Box annotations for photos:

* Start *

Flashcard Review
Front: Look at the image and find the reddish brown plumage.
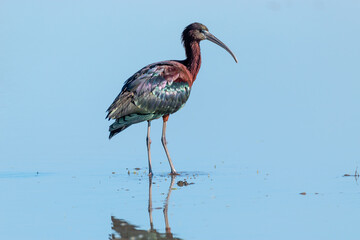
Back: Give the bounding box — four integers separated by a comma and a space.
107, 23, 237, 175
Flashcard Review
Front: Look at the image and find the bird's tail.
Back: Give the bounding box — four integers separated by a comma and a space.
109, 114, 162, 139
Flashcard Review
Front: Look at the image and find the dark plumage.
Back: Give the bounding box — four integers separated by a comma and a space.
106, 23, 237, 175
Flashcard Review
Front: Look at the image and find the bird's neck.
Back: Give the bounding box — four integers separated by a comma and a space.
185, 41, 201, 82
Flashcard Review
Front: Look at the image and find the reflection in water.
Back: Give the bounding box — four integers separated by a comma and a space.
110, 176, 180, 240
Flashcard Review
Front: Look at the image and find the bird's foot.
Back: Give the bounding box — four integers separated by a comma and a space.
169, 171, 180, 176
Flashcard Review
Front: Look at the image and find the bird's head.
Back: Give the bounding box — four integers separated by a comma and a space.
182, 22, 237, 62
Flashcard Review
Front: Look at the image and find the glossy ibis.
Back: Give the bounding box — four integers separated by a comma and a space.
106, 23, 237, 175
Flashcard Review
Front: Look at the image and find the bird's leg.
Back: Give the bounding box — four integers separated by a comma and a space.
146, 121, 152, 176
161, 115, 179, 175
163, 175, 176, 236
148, 176, 154, 232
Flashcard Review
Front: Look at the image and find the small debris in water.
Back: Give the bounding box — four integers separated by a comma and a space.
177, 179, 194, 187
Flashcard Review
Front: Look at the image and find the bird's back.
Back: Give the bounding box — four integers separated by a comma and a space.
106, 61, 192, 137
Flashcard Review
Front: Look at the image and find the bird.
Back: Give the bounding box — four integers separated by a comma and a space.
106, 22, 238, 176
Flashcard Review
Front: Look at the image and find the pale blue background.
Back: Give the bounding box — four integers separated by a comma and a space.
0, 0, 360, 239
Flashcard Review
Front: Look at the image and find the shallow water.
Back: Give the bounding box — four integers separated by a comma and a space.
0, 166, 360, 239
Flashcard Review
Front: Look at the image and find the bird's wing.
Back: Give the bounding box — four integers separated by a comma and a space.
107, 63, 191, 119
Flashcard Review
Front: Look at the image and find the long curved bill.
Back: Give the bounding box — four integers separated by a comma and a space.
204, 31, 237, 62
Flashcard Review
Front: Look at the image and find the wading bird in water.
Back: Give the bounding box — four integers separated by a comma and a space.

* End *

→ Aim of the task:
Count the lines of the data above that contain the word "water". Reply with the number alone.

→ Task solution:
4